Was zu tun ist: Setze den Text über die geänderten Regeln für junge Motorradfahrer nach seinem letzten Satz fort.

Zitierter Abschnitt:
Junge Motorradfahrer dürfen bald schneller fahren
Bad Windsheim (ARCD) – Bisher gilt in Deutschland für Fahrer unter 18 Jahren auf einem Leichtmotorrad bis 125 ccm ein Tempolimit von 80 km/h. Ab 19. Januar 2013 entfällt diese Regelung, dann tritt die 6. Verordnung zur Änderung der Fahrerlaubnis-Verordnung in Kraft. Die 3. EG-Führerscheinrichtlinie, woran sich die deutsche Verordnung orientiert, erlaubt keine Sonderauflagen für die Fahrerlaubnis A1 mehr, teilte das Bundesverkehrsministerium dem ARCD auf Anfrage mit. Allerdings gilt fortan eine verschärfte Definition der Klasse A1, die neben dem Hubraum von 125 ccm und einer Nennleistung von nicht mehr als 11 kW auch das Verhältnis zum Gewicht vorschreibt: Es darf künftig 0,1 kW pro kg Gewicht des Motorrades nicht übersteigen. Dieses zusätzliche Kriterium „Verhältnis Leistung/Gewicht“ verhindere laut Institut für Zweiradsicherheit (ifz), dass Inhaber einer Fahrerlaubnis der Klasse A1 Zugang zu sehr leichten und gleichzeitig starken Fahrzeugen haben, die deutlich schneller als 100 km/h fahren.

Übersicht der Daten:
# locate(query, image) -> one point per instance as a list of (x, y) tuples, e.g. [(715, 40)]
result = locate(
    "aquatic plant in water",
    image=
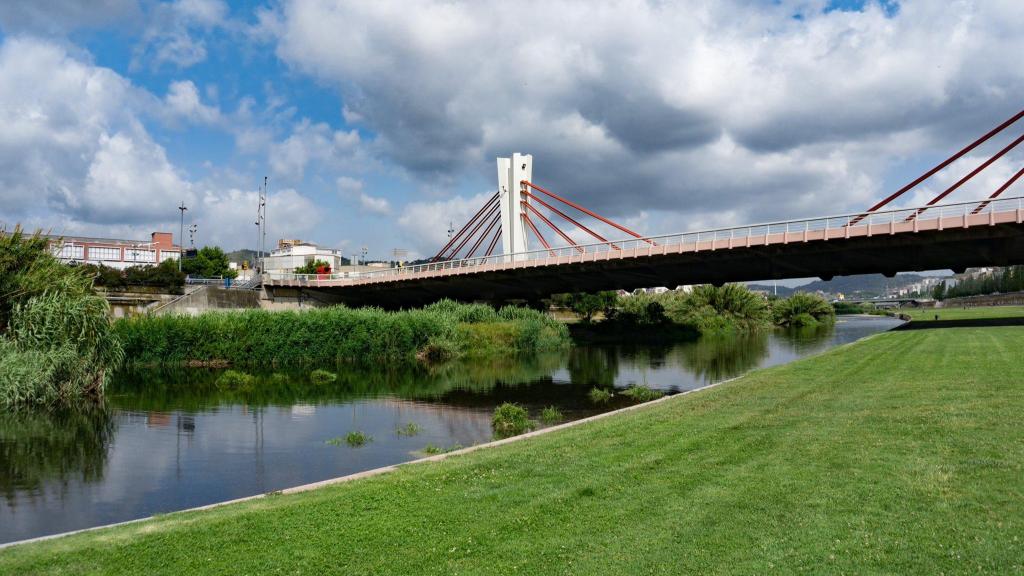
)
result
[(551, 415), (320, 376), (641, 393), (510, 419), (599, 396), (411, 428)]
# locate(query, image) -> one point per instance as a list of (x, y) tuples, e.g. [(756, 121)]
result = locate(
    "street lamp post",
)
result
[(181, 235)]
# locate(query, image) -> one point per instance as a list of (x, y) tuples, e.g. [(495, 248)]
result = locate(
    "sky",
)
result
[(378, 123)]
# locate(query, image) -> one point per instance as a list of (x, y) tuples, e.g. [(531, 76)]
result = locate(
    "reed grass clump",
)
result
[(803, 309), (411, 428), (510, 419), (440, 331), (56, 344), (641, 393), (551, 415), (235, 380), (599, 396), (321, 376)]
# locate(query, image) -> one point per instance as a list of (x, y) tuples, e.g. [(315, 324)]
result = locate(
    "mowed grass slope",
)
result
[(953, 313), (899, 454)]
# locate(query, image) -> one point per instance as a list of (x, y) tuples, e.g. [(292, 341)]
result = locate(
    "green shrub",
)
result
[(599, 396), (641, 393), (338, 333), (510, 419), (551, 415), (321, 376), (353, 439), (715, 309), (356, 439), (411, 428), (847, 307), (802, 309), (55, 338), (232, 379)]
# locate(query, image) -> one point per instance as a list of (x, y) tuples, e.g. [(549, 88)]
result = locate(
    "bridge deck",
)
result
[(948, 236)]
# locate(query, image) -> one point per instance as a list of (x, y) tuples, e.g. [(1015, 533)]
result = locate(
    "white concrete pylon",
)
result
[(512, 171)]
...
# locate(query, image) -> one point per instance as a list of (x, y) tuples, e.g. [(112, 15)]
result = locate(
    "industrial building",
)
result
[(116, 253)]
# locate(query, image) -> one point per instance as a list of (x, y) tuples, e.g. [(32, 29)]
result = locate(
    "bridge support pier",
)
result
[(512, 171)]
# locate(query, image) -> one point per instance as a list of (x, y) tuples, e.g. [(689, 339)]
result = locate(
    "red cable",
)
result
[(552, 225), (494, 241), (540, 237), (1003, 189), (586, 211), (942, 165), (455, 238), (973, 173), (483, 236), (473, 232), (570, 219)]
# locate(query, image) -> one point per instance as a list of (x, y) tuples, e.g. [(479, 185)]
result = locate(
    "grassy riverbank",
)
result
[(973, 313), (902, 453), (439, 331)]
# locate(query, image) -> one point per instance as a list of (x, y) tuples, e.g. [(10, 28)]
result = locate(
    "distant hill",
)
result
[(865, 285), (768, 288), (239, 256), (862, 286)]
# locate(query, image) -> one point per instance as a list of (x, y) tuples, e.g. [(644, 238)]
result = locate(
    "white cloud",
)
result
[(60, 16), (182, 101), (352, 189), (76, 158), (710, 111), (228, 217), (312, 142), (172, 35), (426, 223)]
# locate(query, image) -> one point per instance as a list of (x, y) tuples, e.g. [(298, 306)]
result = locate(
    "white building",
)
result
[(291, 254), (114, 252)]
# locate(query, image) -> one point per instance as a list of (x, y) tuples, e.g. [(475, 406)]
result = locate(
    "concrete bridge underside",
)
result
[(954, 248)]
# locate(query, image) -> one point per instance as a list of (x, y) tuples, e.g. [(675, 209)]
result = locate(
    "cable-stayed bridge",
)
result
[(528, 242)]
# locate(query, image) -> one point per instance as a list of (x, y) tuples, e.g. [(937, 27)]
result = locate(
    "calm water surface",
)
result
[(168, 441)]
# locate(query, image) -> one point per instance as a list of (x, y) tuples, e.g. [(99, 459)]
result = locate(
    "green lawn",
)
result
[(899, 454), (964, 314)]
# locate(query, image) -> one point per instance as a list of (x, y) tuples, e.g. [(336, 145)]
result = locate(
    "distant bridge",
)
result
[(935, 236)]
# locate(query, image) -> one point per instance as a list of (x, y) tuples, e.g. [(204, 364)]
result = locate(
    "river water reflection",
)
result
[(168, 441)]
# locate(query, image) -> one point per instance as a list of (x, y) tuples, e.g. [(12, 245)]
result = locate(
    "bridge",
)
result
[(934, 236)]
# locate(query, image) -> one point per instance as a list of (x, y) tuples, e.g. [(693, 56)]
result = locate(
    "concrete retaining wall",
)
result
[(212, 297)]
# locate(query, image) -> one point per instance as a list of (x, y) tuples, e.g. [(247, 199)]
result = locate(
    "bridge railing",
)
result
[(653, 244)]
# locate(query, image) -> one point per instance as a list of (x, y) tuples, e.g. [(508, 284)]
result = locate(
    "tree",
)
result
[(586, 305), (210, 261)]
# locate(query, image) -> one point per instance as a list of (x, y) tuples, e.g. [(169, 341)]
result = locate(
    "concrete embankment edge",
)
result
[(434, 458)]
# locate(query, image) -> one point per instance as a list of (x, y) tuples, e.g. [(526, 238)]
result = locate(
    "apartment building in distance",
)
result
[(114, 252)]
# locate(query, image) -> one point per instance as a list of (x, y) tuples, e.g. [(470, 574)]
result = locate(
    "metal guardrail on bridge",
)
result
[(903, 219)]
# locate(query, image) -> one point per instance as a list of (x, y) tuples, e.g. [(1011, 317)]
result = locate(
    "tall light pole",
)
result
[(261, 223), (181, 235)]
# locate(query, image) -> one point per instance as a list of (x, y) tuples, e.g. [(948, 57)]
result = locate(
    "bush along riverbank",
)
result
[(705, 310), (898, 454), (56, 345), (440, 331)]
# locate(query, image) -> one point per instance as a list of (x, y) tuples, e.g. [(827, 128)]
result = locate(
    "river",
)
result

Antwort zur Aufgabe:
Für Peter Glowalla, erster stellvertretender Vorsitzender des deutschen Fahrlehrerverbandes, ist der Wegfall des Tempolimits für Fahrer unter 18 überfällig. Die Fahranwärter in der Klasse A1 würden schon heute die gesamte Ausbildung auf einem nicht begrenzten Leichtmotorrad absolvieren. Danach mussten sie bisher bis zum 18. Geburtstag auf einem 80 km/h-Motorrad fahren. „Auf Autobahnen und Landstraßen ist das sehr gefährlich, weil keine Differenzgeschwindigkeit zu den Lkw vorhanden ist. Nach neuem Recht fahren die A1-Motorräder zwischen 100 und 110 km/h und haben so eine angemessene Differenzgeschwindigkeit zu allen auf 80 km/h begrenzten Fahrzeugen.“ Dieter-Lebrecht Koch, stellvertretender Vorsitzender im Verkehrsausschuss des EU-Parlaments gibt zu bedenken, dass schon wegen der vorgeschriebenen „Vermummung“ von Motorradfahrern durch einen Helm während der Fahrt bisher schwer zu kontrollieren sei, ob ein Fahrer jünger als 18 Jahre und damit an das bisherige Tempolimit gebunden ist.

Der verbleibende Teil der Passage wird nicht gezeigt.